Exercise requirements: Reproduce every row below verbatim, line by line.

──────── Information given

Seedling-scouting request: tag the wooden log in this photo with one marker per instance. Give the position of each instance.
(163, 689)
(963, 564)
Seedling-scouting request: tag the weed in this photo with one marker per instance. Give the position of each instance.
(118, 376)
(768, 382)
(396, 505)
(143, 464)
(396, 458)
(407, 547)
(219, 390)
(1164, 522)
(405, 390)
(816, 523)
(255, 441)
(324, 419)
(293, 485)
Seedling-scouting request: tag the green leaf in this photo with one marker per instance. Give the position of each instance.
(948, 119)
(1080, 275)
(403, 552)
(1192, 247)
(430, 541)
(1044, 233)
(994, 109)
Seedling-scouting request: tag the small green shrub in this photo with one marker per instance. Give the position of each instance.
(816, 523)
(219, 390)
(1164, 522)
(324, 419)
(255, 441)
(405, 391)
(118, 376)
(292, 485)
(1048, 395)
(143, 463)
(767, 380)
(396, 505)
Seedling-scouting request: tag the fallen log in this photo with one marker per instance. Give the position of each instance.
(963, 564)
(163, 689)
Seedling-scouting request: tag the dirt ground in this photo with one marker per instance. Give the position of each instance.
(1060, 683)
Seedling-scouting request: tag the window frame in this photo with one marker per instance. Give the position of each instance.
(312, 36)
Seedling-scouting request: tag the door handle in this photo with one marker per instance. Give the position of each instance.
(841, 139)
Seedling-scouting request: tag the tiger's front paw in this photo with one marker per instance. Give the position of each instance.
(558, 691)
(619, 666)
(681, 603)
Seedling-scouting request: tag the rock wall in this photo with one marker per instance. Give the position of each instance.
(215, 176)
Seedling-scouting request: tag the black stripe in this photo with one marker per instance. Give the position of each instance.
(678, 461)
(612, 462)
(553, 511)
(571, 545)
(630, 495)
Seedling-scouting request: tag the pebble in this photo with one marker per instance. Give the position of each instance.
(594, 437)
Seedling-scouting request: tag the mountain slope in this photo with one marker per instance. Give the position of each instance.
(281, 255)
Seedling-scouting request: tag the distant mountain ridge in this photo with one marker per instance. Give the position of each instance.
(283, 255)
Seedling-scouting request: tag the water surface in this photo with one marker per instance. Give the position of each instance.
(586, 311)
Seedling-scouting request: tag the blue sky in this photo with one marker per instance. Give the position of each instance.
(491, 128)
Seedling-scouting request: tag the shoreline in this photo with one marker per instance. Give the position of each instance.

────────────────

Finished answer:
Seedling-scouting request: tag the wooden log in this photo with one marker per instance. Give the position of each instance.
(163, 689)
(963, 564)
Seedling-scouting request: tag the weed in this photo with one marker per instance. Give the position of each instance.
(118, 376)
(768, 382)
(396, 505)
(143, 464)
(396, 458)
(407, 547)
(219, 390)
(1164, 522)
(405, 390)
(816, 523)
(255, 441)
(324, 419)
(293, 485)
Seedling-scouting request: tag the green leaf in this photo with one marker per instance. Give the position of each instance.
(948, 119)
(1080, 275)
(403, 552)
(1192, 247)
(430, 541)
(1044, 233)
(994, 109)
Seedling-scouting request: tag the small green shrub in this photo with one marker per instance. Give the position of each instance.
(816, 523)
(219, 390)
(1164, 522)
(324, 419)
(255, 441)
(405, 391)
(118, 376)
(292, 485)
(1048, 395)
(143, 463)
(767, 380)
(396, 505)
Seedling-scouting request: tag the fallen log in this photo with one marker per instance. Give the position of each instance.
(963, 564)
(163, 689)
Seedling-scouting request: tag the dirt ground in this photo with one marker per instance. Give the position of each instance.
(1060, 683)
Seedling-scouting request: tag the window frame in this photo with one marker per instance. Give the position of each instance.
(312, 36)
Seedling-scouting request: tag the door handle in this photo with one marker per instance. Give the position of each instance.
(841, 139)
Seedling-scouting request: tag the tiger's front paw in this photo with one marker per instance. Give the position of each instance.
(558, 691)
(619, 666)
(681, 603)
Seedling-scouting request: tag the rock wall in this photo with one marker per instance. Give the position of each instance.
(215, 176)
Seedling-scouting request: tag the black stripe in this photo with one marker per instance. Give the position of each instance.
(678, 461)
(612, 462)
(553, 511)
(571, 545)
(630, 495)
Seedling-scouting request: tag the pebble in this photo with one marker per instance. Give the position of each instance.
(594, 437)
Seedling-scouting request: tag the mountain slope in this photo with one marker per instance. Give the position of each instance.
(281, 255)
Seedling-scouting request: tag the distant mountain ridge in this photo with one marker per instance. Give the position of each instance.
(283, 255)
Seedling-scouting request: tag the water surface in this photo with one marker per instance. Give the position of each instance.
(586, 311)
Seedling-scouting request: tag the blue sky in this photo with one marker per instance. Give the position of each instance.
(491, 128)
Seedling-scouting request: tag the shoreline in this photo with one marker per instance. Give the position of each instance.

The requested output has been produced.